* _Soal_:
Lanjutkan teks tentang konferensi AI SEA 2025 dan krisis keanekaragaman hayati di Asia Tenggara, mulai setelah kalimat terakhirnya.

MIX.co.id - Lebih dari 50% PDB (Pendapatan Domestik Bruto) global bergantung pada sumber daya alam. Namun, dunia menghadapi ancaman kepunahan lebih dari 1 juta spesies dan penurunan 73% populasi satwa liar dalam 50 tahun terakhir akibat perubahan iklim dan degradasi habitat. Asia Tenggara, yang menyimpan 15% hutan tropis dunia dan hampir 20% spesies tumbuhan dan hewan global, berada pada risiko tinggi, dengan potensi kepunahan regional hingga 50% spesies terestrial pada 2100, mengancam 63% PDB Asia-Pasifik.
Berangkat dari fakta tentang krisis global yang mengancam biodiversitas itu, AI SEA 2025 hadir sebagai panggung inovasi untuk menjawab tantangan lingkungan dan ekonomi di Asia Tenggara. Mengusung tema "Smarter Tech, Sustainable Future”, AI SEA 2025 diselenggarakan pada 8–9 Juni 2025 di Prime Plaza Hotel, Bali. Program tersebut merupakan kolaborasi RegPac Revolution dan Slash, dua pelopor pertumbuhan bisnis dan inovasi digital di kawasan ini.
Konferensi ini menggali potensi kecerdasan buatan (AI) dan blockchain untuk mentransformasi industri, melindungi keanekaragaman hayati, serta mendorong keberlanjutan dan inklusi. Dari pengelolaan sumber daya alam hingga keuangan inklusif, acara ini mempertemukan startup AI, investor, pengembang teknologi, pembuat kebijakan, dan aktivis lingkungan untuk berdiskusi dan merancang solusi konkret yang menyeimbangkan inovasi dengan tanggung jawab ekologi.
"Kecerdasan Buatan dapat menjadi cerminan suara Bumi, namun aksi nyata untuk melindungi dan melestarikannya adalah tanggung jawab fundamental kita sebagai manusia," tandas Thilma Komaling, Aktivis Teknologi dan Kelestarian Lingkungan.

* _Data_:
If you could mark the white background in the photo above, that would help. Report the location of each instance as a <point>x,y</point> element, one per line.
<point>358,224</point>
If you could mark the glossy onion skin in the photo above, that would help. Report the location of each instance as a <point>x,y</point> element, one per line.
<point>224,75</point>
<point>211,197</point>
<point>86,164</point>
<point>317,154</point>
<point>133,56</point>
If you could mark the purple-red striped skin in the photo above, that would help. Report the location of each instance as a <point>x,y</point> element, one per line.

* _Jawaban Soal_:
Lebih jauh ia mengatakan, di tengah dinamika Asia Tenggara, pertemuan para pemangku kepentingan, termasuk pencipta teknologi, professional, dan grup advokasi di AI SEA 2025 ini menjadi titik tolak penting bagi misi eksistensial yang mendesak untuk masa depan yang berkelanjutan.
Program ini juga menyoroti potensi besar AI dan alat digital untuk menciptakan perubahan positif di seluruh wilayah. Marc Gamet, CEO Slash, mengimbuhkan, "Sebagai perusahaan yang bergerak di layanan GenAi, Slash melihat betapa besar AI dan alat digital dapat mengubah segala sesuatu menjadi lebih baik. Acara ini tentang memanfaatkan kekuatan tersebut secara positif dan menampilkan keterampilan serta peluang luar biasa yang ada di Asia Tenggara."
Sementara itu, kekayaan budaya dan alam Bali sekarang kian berkembang sebagai pusat teknologi, sehingga menjadikannya sebagai tempat ideal untuk diskusi tentang biodiversitas dan keberlanjutan yang menyelaraskan teknologi dengan prioritas ekologi kawasan ini.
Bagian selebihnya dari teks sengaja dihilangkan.